## [Data for review]

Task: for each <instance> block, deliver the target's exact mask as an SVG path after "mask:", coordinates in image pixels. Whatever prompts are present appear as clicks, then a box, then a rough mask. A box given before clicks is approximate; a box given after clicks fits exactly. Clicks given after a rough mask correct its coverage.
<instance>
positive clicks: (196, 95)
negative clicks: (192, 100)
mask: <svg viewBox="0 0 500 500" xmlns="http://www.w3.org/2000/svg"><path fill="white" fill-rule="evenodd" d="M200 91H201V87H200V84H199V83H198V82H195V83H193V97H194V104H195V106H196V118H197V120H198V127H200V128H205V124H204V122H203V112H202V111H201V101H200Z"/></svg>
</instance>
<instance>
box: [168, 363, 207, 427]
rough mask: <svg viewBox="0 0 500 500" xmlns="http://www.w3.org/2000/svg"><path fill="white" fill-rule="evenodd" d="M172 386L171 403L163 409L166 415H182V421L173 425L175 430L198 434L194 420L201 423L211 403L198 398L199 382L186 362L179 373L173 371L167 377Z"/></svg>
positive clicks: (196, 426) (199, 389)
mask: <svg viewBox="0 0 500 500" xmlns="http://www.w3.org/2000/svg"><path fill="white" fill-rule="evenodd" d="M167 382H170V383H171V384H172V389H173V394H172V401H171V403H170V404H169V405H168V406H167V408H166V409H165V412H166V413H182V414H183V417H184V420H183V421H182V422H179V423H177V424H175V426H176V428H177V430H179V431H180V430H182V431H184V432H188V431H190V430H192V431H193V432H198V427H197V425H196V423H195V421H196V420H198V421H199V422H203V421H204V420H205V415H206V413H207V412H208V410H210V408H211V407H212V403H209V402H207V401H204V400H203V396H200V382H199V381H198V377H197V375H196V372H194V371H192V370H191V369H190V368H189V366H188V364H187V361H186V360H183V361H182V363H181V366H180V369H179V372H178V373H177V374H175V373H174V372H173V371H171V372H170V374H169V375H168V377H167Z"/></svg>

## [The task]
What's wanted is each line above, transcribed with nothing altered.

## [Solved exercise]
Task: for each <instance> block, deliver the target's exact mask as an SVG path after "mask:", coordinates in image pixels. Whatever prompts are present appear as clicks, then a box, then a rough mask. A box given before clicks is approximate; a box given after clicks fits exactly. Clicks given after a rough mask correct its coverage.
<instance>
positive clicks: (196, 95)
negative clicks: (192, 100)
mask: <svg viewBox="0 0 500 500" xmlns="http://www.w3.org/2000/svg"><path fill="white" fill-rule="evenodd" d="M200 91H201V87H200V84H199V83H198V82H195V83H193V97H194V104H195V106H196V118H197V120H198V127H200V128H205V124H204V122H203V112H202V111H201V101H200Z"/></svg>
</instance>
<instance>
box: [168, 363, 207, 427]
rough mask: <svg viewBox="0 0 500 500" xmlns="http://www.w3.org/2000/svg"><path fill="white" fill-rule="evenodd" d="M172 386L171 403L163 409L166 415H182V421L173 425L175 430L198 434L194 420L201 423L211 403L198 398L199 382L186 362L179 373L173 371L167 377Z"/></svg>
positive clicks: (196, 426) (199, 389)
mask: <svg viewBox="0 0 500 500" xmlns="http://www.w3.org/2000/svg"><path fill="white" fill-rule="evenodd" d="M167 382H170V383H171V384H172V389H173V394H172V401H171V403H170V404H169V405H168V406H167V408H166V409H165V412H166V413H182V414H183V417H184V420H183V421H182V422H179V423H177V424H175V426H176V428H177V430H179V431H180V430H182V431H184V432H188V431H190V430H192V431H193V432H198V427H197V425H196V423H195V421H196V420H198V421H199V422H203V421H204V420H205V415H206V413H207V412H208V410H210V408H211V407H212V403H209V402H207V401H204V400H203V396H200V382H199V381H198V377H197V375H196V372H194V371H192V370H191V369H190V368H189V366H188V364H187V361H186V360H183V361H182V363H181V366H180V369H179V372H178V373H177V374H175V373H174V372H173V371H171V372H170V374H169V375H168V377H167Z"/></svg>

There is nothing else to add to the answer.